◆ Problem:
Skip all pictures, then print the remaining material exactly.

:: Exercise materials ::

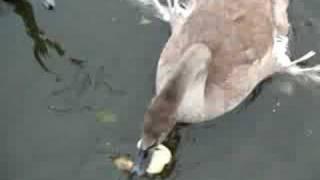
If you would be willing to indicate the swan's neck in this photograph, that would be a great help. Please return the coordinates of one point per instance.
(185, 88)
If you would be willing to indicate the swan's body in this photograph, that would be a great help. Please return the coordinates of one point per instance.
(218, 52)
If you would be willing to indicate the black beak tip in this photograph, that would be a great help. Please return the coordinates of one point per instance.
(137, 170)
(138, 167)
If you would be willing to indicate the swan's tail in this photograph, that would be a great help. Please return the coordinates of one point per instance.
(170, 10)
(291, 67)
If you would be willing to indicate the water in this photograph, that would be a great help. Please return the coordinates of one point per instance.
(75, 83)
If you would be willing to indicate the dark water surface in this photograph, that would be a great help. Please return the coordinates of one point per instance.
(75, 83)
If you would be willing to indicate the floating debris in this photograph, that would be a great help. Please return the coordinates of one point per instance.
(106, 116)
(145, 21)
(123, 162)
(49, 4)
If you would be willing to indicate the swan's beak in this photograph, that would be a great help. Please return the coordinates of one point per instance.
(139, 164)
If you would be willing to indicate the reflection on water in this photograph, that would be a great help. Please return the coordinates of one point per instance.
(41, 43)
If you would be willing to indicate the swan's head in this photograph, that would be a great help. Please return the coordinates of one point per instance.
(159, 120)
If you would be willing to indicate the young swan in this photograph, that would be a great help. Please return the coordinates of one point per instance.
(218, 52)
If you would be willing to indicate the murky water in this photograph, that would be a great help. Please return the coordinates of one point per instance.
(75, 83)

:::

◆ Written answer:
If you would be willing to indicate the swan's neck in this photograph, that would be a great help. Please return the coordinates of one point per instance.
(185, 88)
If you would be willing to indicate the swan's body in this photograph, that would be a great help. Please return the coordinates of one point per instance.
(218, 52)
If you would be willing to indicate the black beak tip in this photograph, that would be a great help. Please return the coordinates of one point per instance.
(137, 170)
(138, 167)
If you would be willing to indicate the swan's tail in this photograph, that would be a great help. Please return the coordinates of one point per instance.
(170, 10)
(291, 67)
If you would be willing to indicate the water in this photograph, that would be a great help. Please return the coordinates of one point per instance.
(75, 83)
If you would be willing to indicate the dark water surface in this photograph, that would be a great help. Please return the coordinates of one point per instance.
(75, 83)
If you would be willing to indicate the floating debris in this photograph, that would be a great help. Please return the coordinates of one point per instance.
(106, 116)
(145, 21)
(123, 162)
(49, 4)
If you would be willing to indicate the swan's beak in this photograph, that would be a great help. Please return the coordinates of one point per instance.
(139, 164)
If you would be willing to indicate the reflection on water in this photograph, that would be a great help. Please return the coordinates of one point per instance.
(41, 43)
If you would be willing to indicate the swan's head in this photograph, that would be a great help. Please return the coordinates of one point per instance.
(159, 120)
If you would be willing to indicate the young swan in this photograph, that would be a great help. Please return the coordinates of one point per instance.
(218, 52)
If you would be willing to indicate the murky water in this photograph, that would be a great help. Please return the coordinates of one point per instance.
(75, 83)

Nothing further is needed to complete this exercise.